下に示す池谷集落の再生についての文章を、最後の一文の後から書き進めなさい。

───── 出典本文 ─────

新潟県十日町市の池谷集落は、2004年の中越地震で被災した”元”限界集落です。
ここには、1960年(昭和35年)当時、37世帯211名が住んでいました。
それが、2004年の中越地震後には、一時6世帯13名、高齢化率62%、子どもが1人もいないという状況にまでなったそうです。
数字だけを見ると、もはや将来にわたって集落を維持することなど想像することもできない、限界集落です。
しかし、この池谷集落は2018年9月末時点で、なんと11世帯23名、高齢化率39.1%、年少人口(0~14歳)割合26.1%という奇跡の再生を遂げました。
この記事では、「限界集落奇跡の再生」の中心人物の1人である、NPO法人地域おこしの多田朋孔(ただともよし)さんの著書『奇跡の集落』から、限界集落の再生を目指す上でのヒントを探っていきます!

───── 提供資料 ─────

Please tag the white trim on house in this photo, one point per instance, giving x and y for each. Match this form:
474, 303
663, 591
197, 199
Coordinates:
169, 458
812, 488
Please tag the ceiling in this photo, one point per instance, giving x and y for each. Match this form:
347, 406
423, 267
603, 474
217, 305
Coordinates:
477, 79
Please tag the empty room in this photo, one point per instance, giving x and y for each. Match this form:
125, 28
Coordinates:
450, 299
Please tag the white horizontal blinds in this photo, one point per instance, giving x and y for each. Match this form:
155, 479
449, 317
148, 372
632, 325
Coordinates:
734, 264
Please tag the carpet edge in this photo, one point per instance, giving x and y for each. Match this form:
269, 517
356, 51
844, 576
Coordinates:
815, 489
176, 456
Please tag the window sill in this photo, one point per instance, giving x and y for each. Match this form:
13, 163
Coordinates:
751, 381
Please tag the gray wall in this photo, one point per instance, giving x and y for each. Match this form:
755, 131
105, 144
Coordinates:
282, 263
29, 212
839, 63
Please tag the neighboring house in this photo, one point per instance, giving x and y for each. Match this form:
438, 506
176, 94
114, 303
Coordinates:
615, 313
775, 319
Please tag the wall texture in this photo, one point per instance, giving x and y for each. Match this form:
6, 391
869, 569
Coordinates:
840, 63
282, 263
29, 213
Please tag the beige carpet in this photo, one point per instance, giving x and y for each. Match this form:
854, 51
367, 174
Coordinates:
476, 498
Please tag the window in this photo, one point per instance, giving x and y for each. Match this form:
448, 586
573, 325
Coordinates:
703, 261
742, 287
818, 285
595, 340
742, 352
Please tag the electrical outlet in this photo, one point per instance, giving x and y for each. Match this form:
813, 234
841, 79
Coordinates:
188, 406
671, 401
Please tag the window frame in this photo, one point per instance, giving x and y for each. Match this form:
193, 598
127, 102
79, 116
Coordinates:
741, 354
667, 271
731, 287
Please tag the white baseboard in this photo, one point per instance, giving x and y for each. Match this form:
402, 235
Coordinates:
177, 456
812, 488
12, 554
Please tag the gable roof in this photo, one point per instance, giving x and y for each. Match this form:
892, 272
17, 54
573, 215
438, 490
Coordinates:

─────

- [結果]
多田朋孔さん
元地域おこし協力隊員。Forbes JAPAN「ローカル・イノベータ55選」で関東甲信越地区読者投票1位に選出。地方自治法施行70周年記念総務大臣表彰個人表彰「地方自治の功労者(民間人)」
地域活性に取り組む方は、必読の一冊です!!
Contents
そもそも限界集落ってなんだ?
「限界集落」とは、社会学者の大野晃が提唱した概念で、過疎化などで集落人口の50%以上が65歳以上の高齢者になり、冠婚葬祭などを含む社会的共同生活や集落の維持が困難になりつつある集落のことを指します。
単なる過疎化だけではなく、高齢者の割合が集落人口の過半数を超えることで、集落で行ってきた様々な機能を維持することが難しくなります。
一般的に自治会と言われる単位が、農山村における集落に当たりますが、この集落単位で人がそこで生活する上で必要となる様々な機能が維持されています。
具体的には、農地の草刈りや農道や山林の整備、神社の管理やお祭りなどです。
雪国では、高齢者の独居世帯の雪下ろしや除雪を近所の方がボランティアで行っている集落などもあります。
個人の田んぼや畑の管理、自宅の管理などの他に、地域全体に関わる生活環境の維持や伝統行事などを地域住民が助け合いながら行っているんですね。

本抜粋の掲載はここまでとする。